[rkward-cvs] SF.net SVN: rkward:[4438] trunk/rkward

tfry at users.sourceforge.net tfry at users.sourceforge.net
Wed Nov 21 12:55:47 UTC 2012


Revision: 4438
          http://rkward.svn.sourceforge.net/rkward/?rev=4438&view=rev
Author:   tfry
Date:     2012-11-21 12:55:46 +0000 (Wed, 21 Nov 2012)
Log Message:
-----------
Fix several problems regarding factor handling:
- When converting to factor, make sure to mark all fields as invalid, which do not correspond to a factor level
- Support writing many invalid fields at once (important, when converting a large var to factor, before setting factor levels)
- Fix some subtle problems with setting factor levels.

Modified Paths:
--------------
    trunk/rkward/ChangeLog
    trunk/rkward/rkward/core/rkvariable.cpp
    trunk/rkward/rkward/core/rkvariable.h
    trunk/rkward/rkward/rbackend/rpackages/rkward/NAMESPACE
    trunk/rkward/rkward/rbackend/rpackages/rkward/R/internal.R

Modified: trunk/rkward/ChangeLog
===================================================================
--- trunk/rkward/ChangeLog	2012-11-21 12:52:45 UTC (rev 4437)
+++ trunk/rkward/ChangeLog	2012-11-21 12:55:46 UTC (rev 4438)
@@ -1,3 +1,4 @@
+- Fix conversion from Numeric to Factor in the data editor
 - In the data.frame editor, columns containing invalid values are now highlighted in red
 - Fixed: If none of the previous plugin maps could be found on startup, re-add the default
 - Added GUI element for entering matrix or vector data in plugins

Modified: trunk/rkward/rkward/core/rkvariable.cpp
===================================================================
--- trunk/rkward/rkward/core/rkvariable.cpp	2012-11-21 12:52:45 UTC (rev 4437)
+++ trunk/rkward/rkward/core/rkvariable.cpp	2012-11-21 12:55:46 UTC (rev 4438)
@@ -98,7 +98,7 @@
 			else if (new_type == RObject::DataFactor) command += "as.factor";
 			command += ")";
 			RKGlobals::rInterface ()->issueCommand (command, RCommand::App | RCommand::Sync, QString::null);
-			if (new_type == RObject::DataFactor) writeValueLabels (0);		// as.factor resets the "levels"-attribute!

▶ Instructions:
1. Print the commit notice from "Revision: 4438" up to and including "setting factor levels)".
2. In the commit notice, what entry does this revision add to the ChangeLog?

▶ Supplied records:
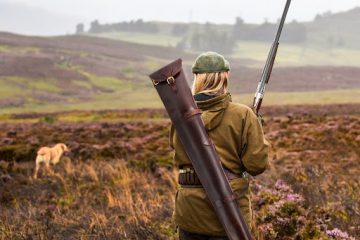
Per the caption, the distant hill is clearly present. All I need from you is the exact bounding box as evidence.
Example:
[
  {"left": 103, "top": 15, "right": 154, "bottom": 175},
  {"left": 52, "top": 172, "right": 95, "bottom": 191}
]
[
  {"left": 0, "top": 33, "right": 360, "bottom": 112},
  {"left": 85, "top": 7, "right": 360, "bottom": 52}
]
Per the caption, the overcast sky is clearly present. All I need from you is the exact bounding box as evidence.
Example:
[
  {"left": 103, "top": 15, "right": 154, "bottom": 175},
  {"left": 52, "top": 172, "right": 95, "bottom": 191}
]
[{"left": 0, "top": 0, "right": 360, "bottom": 34}]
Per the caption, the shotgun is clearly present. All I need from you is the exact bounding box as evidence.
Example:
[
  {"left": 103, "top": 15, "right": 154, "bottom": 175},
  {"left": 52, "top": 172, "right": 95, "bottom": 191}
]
[{"left": 252, "top": 0, "right": 291, "bottom": 116}]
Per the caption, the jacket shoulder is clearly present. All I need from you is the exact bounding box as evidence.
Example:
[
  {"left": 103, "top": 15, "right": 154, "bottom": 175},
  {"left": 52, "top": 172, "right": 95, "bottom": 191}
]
[{"left": 228, "top": 102, "right": 252, "bottom": 116}]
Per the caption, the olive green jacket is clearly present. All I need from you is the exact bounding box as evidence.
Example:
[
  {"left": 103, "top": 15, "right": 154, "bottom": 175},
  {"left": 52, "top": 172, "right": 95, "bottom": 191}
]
[{"left": 170, "top": 94, "right": 268, "bottom": 236}]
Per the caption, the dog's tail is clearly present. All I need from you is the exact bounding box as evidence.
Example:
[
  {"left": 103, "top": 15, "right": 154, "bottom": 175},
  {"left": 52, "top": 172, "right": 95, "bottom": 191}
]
[{"left": 33, "top": 155, "right": 43, "bottom": 179}]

▶ Solutions to each task:
1.
Revision: 4438
          http://rkward.svn.sourceforge.net/rkward/?rev=4438&view=rev
Author:   tfry
Date:     2012-11-21 12:55:46 +0000 (Wed, 21 Nov 2012)
Log Message:
-----------
Fix several problems regarding factor handling:
- When converting to factor, make sure to mark all fields as invalid, which do not correspond to a factor level
- Support writing many invalid fields at once (important, when converting a large var to factor, before setting factor levels)

2. Fix conversion from Numeric to Factor in the data editor